- _Provided records_
___

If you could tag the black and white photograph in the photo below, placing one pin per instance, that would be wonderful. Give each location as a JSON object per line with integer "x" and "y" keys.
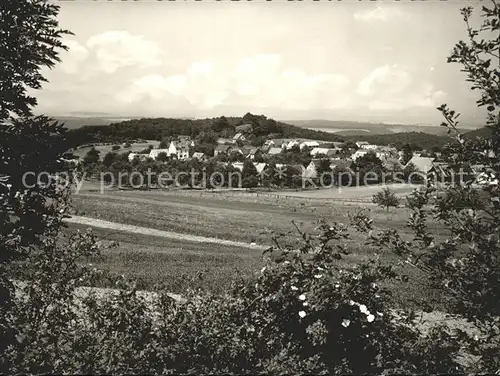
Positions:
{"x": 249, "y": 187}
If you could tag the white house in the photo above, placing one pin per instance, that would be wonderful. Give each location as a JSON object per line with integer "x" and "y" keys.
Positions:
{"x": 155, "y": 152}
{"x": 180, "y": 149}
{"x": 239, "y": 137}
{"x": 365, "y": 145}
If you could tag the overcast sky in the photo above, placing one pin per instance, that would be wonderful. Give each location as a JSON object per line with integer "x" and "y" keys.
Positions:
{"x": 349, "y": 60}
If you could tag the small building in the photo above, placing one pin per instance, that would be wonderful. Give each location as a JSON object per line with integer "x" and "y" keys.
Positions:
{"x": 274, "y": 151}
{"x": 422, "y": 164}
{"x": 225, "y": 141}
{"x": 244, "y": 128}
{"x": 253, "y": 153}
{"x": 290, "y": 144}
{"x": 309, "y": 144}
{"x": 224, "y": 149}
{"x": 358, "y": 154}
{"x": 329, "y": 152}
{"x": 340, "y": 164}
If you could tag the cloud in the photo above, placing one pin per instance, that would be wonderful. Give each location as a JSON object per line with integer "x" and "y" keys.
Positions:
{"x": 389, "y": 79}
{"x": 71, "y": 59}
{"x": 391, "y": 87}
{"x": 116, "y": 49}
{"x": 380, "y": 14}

___

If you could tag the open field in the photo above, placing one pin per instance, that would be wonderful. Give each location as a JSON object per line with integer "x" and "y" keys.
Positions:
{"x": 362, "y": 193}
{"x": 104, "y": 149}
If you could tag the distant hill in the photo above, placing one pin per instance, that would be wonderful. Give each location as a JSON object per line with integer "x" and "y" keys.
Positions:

___

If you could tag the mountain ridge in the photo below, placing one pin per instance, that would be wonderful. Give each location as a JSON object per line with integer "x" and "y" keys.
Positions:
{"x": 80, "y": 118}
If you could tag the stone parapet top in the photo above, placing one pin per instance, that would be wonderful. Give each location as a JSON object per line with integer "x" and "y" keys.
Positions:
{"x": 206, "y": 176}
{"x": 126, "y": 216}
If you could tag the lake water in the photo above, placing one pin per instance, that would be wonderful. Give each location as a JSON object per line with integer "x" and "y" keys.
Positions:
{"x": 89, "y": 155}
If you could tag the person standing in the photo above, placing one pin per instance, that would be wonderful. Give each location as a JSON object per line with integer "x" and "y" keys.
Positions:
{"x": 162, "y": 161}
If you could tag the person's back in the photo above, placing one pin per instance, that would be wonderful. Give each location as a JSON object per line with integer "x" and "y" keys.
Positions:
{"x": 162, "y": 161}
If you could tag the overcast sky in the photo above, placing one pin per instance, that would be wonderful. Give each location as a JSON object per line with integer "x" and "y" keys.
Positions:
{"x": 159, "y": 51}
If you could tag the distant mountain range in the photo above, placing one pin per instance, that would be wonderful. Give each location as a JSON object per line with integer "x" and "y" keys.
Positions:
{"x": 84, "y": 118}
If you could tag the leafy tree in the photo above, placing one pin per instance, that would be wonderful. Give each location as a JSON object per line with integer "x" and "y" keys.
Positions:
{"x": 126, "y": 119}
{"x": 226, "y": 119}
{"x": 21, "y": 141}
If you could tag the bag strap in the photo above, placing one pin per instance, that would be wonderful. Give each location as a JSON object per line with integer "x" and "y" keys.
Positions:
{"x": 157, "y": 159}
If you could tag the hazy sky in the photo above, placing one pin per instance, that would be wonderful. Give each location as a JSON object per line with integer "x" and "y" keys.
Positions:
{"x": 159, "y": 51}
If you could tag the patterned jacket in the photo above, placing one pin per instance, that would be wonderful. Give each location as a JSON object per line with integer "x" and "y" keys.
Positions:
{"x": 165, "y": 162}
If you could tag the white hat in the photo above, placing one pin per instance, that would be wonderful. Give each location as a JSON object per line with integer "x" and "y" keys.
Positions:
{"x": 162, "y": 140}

___

Every line of the material above that has the string "white" needs pulling out.

If you could tag the black and white photograph in the photo below, placing one pin per instance, that would be wonderful. Give each location as a JSON object per line with integer "x" and "y" keys.
If you could tag the white house in the photo above, placing one pin per instance, that would be wonderful. Give each location as a JSON object per line with integer "x" and "y" keys.
If you could tag the white hat in the photo above, placing one pin per instance, that would be wonderful. Give each location as a JSON object per line with integer "x" and "y" keys.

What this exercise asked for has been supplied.